Reproduce the data in its entirety, exactly as written.

*Material for this exercise*
------------------------------

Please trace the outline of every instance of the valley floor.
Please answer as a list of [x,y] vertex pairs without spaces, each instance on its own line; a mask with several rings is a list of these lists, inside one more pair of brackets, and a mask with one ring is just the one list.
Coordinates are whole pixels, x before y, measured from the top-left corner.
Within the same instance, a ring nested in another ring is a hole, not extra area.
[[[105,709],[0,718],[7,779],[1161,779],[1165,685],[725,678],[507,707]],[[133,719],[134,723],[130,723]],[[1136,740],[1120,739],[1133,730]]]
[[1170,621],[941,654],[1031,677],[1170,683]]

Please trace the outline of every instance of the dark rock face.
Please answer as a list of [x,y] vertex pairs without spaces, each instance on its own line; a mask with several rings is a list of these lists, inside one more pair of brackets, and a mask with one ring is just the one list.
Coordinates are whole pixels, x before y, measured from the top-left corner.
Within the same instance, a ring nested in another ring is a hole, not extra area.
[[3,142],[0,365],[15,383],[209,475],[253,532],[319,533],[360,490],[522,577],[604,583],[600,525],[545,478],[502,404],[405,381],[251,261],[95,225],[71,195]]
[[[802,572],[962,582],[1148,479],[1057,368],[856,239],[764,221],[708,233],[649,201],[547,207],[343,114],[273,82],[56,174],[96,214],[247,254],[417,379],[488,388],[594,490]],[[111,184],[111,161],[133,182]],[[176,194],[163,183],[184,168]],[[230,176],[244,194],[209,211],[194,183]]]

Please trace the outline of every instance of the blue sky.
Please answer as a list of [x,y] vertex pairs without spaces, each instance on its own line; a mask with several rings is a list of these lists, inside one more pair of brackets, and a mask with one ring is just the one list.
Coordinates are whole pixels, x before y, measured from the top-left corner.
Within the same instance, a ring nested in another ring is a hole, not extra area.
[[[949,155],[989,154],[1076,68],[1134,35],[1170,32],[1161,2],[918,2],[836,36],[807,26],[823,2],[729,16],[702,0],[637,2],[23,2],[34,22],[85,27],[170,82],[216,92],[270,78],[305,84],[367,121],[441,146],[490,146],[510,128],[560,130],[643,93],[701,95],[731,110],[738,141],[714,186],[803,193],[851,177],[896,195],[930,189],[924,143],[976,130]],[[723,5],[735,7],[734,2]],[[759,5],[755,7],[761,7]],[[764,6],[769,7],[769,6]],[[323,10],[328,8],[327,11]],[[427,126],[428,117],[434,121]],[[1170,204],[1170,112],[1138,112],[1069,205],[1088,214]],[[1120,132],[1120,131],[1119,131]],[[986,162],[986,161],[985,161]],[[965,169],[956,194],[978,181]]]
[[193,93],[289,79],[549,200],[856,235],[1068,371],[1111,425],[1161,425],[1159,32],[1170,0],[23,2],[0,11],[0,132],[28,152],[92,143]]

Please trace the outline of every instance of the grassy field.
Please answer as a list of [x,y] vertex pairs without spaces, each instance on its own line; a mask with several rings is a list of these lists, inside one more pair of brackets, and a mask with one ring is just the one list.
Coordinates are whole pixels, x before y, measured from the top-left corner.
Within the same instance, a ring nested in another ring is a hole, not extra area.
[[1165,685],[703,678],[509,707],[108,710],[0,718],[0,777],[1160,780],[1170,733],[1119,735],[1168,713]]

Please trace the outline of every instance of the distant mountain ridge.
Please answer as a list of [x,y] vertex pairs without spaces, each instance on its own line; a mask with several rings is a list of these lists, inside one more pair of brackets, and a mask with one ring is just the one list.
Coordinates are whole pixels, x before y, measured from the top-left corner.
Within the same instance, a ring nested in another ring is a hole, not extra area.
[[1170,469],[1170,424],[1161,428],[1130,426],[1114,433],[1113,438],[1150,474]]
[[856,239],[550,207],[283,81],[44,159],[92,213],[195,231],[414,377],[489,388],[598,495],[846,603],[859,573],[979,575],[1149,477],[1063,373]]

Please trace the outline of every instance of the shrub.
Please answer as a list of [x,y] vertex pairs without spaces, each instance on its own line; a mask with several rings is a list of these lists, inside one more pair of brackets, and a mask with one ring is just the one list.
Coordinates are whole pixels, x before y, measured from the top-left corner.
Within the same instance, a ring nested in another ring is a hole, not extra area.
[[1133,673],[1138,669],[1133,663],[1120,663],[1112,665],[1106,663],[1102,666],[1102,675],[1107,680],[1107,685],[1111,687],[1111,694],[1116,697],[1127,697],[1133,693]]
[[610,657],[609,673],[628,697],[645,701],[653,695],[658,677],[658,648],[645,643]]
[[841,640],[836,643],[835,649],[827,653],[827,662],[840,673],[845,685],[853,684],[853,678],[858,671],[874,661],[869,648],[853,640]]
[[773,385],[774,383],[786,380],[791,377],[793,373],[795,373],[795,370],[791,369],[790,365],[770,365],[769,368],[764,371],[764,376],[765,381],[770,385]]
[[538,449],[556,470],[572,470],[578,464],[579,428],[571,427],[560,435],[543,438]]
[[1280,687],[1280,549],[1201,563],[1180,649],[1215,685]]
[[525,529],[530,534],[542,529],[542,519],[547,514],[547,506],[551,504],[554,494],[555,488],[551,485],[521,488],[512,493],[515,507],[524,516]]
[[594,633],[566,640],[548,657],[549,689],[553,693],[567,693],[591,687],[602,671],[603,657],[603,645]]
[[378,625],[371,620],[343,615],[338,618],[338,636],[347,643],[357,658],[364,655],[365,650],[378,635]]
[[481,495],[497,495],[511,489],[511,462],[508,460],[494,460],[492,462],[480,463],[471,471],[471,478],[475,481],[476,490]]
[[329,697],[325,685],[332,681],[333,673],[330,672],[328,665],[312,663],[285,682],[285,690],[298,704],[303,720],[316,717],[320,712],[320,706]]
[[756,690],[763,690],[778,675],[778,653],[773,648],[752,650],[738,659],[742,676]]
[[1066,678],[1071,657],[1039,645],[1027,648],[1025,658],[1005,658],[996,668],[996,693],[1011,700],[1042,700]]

------------------------------

*Written solution*
Please trace the outline of every instance of the valley floor.
Please answer as a list of [x,y] vertex pairs without spaces, each instance on its own line; a mask with several rings is a list of these lists, inside one more pair of brackets, and a mask with one ring is just the one list.
Coordinates are whole pixels, x before y, measured from the top-left corner.
Within the same instance, a ring nested in another ring is a hole, not extra area.
[[[105,709],[0,718],[7,779],[1161,779],[1165,685],[725,678],[507,707]],[[133,719],[134,723],[130,723]],[[1136,740],[1120,739],[1133,730]]]
[[1170,621],[941,654],[1031,677],[1170,683]]

Please trace the outline of every instance of the dark rock face.
Please answer as a list of [x,y] vertex pairs without spaces, each instance on its own line; a mask with several rings is a list of these lists, inside one more pair of brackets, and a mask with one ring is just the one list.
Coordinates are whole pixels, x before y, measured from the top-left corner.
Within the same instance, a ring nested in another ring is a hole, not extra area.
[[3,142],[0,365],[15,383],[209,475],[253,532],[319,533],[360,490],[522,577],[604,583],[600,525],[545,478],[502,404],[405,381],[251,261],[95,225],[71,195]]
[[[802,572],[962,582],[1148,479],[1057,368],[856,239],[764,221],[708,233],[649,201],[547,207],[343,114],[273,82],[56,174],[96,214],[247,254],[417,379],[488,388],[594,490]],[[111,184],[111,161],[133,182]],[[176,194],[163,183],[184,168]],[[230,176],[244,194],[209,211],[194,183]]]

Please trace the outline of every instance of the blue sky.
Please answer as a list of [x,y] vertex pairs without spaces, each instance on its own line; a mask with several rings is a list of these lists, inside one more pair of brackets, and a mask with one ring is just the one list.
Coordinates are whole pixels, x before y, measured from the top-left corner.
Within the same instance, a ring nested in another ring is a hole, not extra area.
[[[949,155],[989,154],[1076,68],[1134,35],[1170,32],[1161,2],[918,2],[836,36],[807,26],[823,2],[729,16],[702,0],[637,2],[23,2],[34,22],[85,27],[170,82],[216,92],[270,78],[305,84],[367,121],[441,146],[490,146],[510,128],[560,130],[643,93],[701,95],[731,110],[738,141],[714,186],[803,193],[851,177],[896,195],[930,189],[924,143],[976,130]],[[723,5],[735,7],[734,2]],[[759,5],[755,7],[761,7]],[[764,6],[769,7],[769,6]],[[323,10],[328,8],[327,11]],[[427,126],[428,117],[434,121]],[[1170,204],[1170,112],[1138,112],[1069,205],[1088,214]],[[1120,132],[1120,131],[1119,131]],[[986,162],[986,161],[985,161]],[[965,169],[956,194],[978,181]]]
[[193,93],[289,79],[549,200],[856,235],[1068,371],[1111,425],[1161,425],[1159,32],[1170,0],[23,2],[0,11],[0,132],[28,152],[92,143]]

Please trace the outline of every instance of the grassy field.
Please answer as a list of [x,y] vertex pairs without spaces, each instance on its own line; a mask with several rings is a list of these lists, inside one more pair of brackets, and a mask with one ring is just the one list.
Coordinates are whole pixels, x before y, measured from the top-left corner.
Within the same instance, a ring nested in another ring is a hole, not extra area.
[[1165,685],[703,678],[509,707],[108,710],[0,718],[0,777],[1160,780],[1170,733],[1119,735],[1168,713]]

Please trace the outline of every instance of the distant mountain ridge.
Please answer as a list of [x,y] vertex pairs without spaces, each instance on its own line; a mask with several rings is a list of these lists, inside one more pair of brackets, and a mask with one ring is just the one list.
Coordinates are whole pixels, x before y, measured from the top-left corner.
Within the same instance, a ring nested in another ring is a hole, not extra area.
[[1170,469],[1170,424],[1161,428],[1130,426],[1114,433],[1113,438],[1150,474]]
[[856,239],[550,207],[283,81],[44,159],[92,213],[195,231],[414,377],[489,388],[598,495],[846,603],[859,573],[979,575],[1149,477],[1063,373]]

Please trace the outline of every instance of the shrub.
Please answer as a list of [x,y] vertex pairs without spaces, each instance on its own line; a mask with several rings is a list of these lists, inside one more pair of brackets, and a mask with one ring is just the one list.
Coordinates are whole pixels, x before y, measured from the top-left corner.
Within the same instance, a ring nested in another ring is a hole, not extra area.
[[1133,673],[1138,669],[1133,663],[1120,663],[1112,665],[1106,663],[1102,666],[1102,675],[1107,680],[1107,685],[1111,687],[1111,694],[1116,697],[1127,697],[1133,693]]
[[610,657],[609,673],[628,697],[645,701],[653,695],[658,677],[658,648],[645,643]]
[[841,640],[836,643],[835,649],[827,653],[827,662],[840,673],[845,685],[853,684],[853,678],[858,671],[874,661],[869,648],[853,640]]
[[773,385],[774,383],[786,380],[791,377],[793,373],[795,373],[795,370],[791,369],[790,365],[770,365],[769,368],[764,371],[764,376],[765,381],[770,385]]
[[538,449],[556,470],[572,470],[578,464],[579,428],[571,427],[560,435],[543,438]]
[[1280,687],[1280,549],[1201,563],[1180,649],[1215,685]]
[[525,529],[530,534],[542,529],[542,519],[547,514],[547,506],[551,504],[554,494],[555,488],[551,485],[521,488],[512,493],[515,507],[524,516]]
[[594,633],[566,640],[548,657],[549,689],[553,693],[567,693],[591,687],[602,671],[603,657],[603,645]]
[[378,625],[371,620],[343,615],[338,618],[338,636],[347,643],[357,658],[364,655],[365,650],[378,635]]
[[481,495],[497,495],[511,489],[511,462],[508,460],[494,460],[492,462],[480,463],[471,471],[471,478],[475,481],[476,490]]
[[329,697],[325,685],[332,681],[333,673],[330,672],[328,665],[312,663],[285,682],[285,690],[298,704],[303,720],[316,717],[320,712],[320,706]]
[[756,690],[763,690],[778,675],[778,653],[773,648],[752,650],[738,659],[742,676]]
[[1066,678],[1071,657],[1039,645],[1027,648],[1025,658],[1005,658],[996,668],[996,693],[1011,700],[1042,700]]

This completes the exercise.